*What you have to do*
Transcribe the records below exactly as they appear, omitting any pictures.
= Beginning of Section =
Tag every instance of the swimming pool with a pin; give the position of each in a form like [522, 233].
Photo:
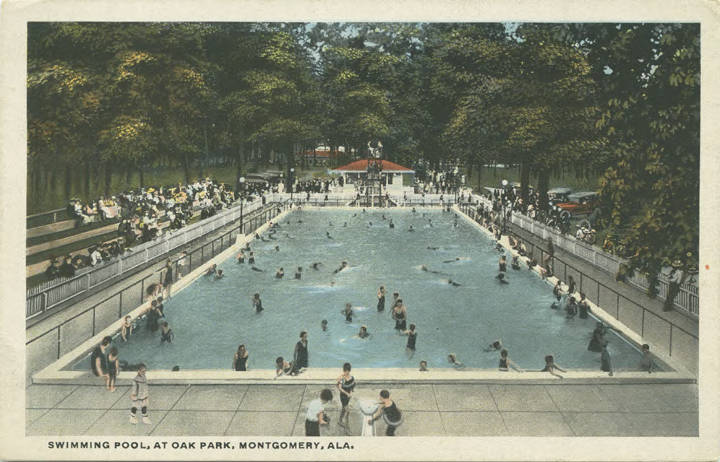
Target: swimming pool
[211, 317]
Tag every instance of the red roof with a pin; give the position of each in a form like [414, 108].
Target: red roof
[361, 166]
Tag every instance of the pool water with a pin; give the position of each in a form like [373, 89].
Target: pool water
[210, 318]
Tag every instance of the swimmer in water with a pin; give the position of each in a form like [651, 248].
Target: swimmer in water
[257, 303]
[494, 346]
[412, 338]
[506, 363]
[343, 265]
[452, 359]
[502, 264]
[348, 312]
[363, 333]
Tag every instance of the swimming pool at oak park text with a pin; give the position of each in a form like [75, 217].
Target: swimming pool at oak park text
[210, 318]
= End of Section =
*Solved problem*
Tag every instance of the swimming pool with a pin; give the position of each in a form like [522, 233].
Photo:
Target: swimming pool
[211, 317]
Tag every instance of the red roof with a pin; give the position of each in a form like [414, 108].
Target: red roof
[361, 166]
Tag every instance of the pool water with a pin; give the position of each in a form like [373, 89].
Target: pool water
[210, 318]
Tag every instance of the swimmer in water with a pin; give the position of each in a form like [651, 248].
Target: swimmer in water
[257, 303]
[494, 346]
[412, 338]
[506, 363]
[343, 265]
[452, 359]
[502, 264]
[348, 312]
[363, 333]
Tag every instance of the swimming pool at oak park text with a pin; give the position of each in a form like [75, 217].
Target: swimming pool at oak park text
[210, 318]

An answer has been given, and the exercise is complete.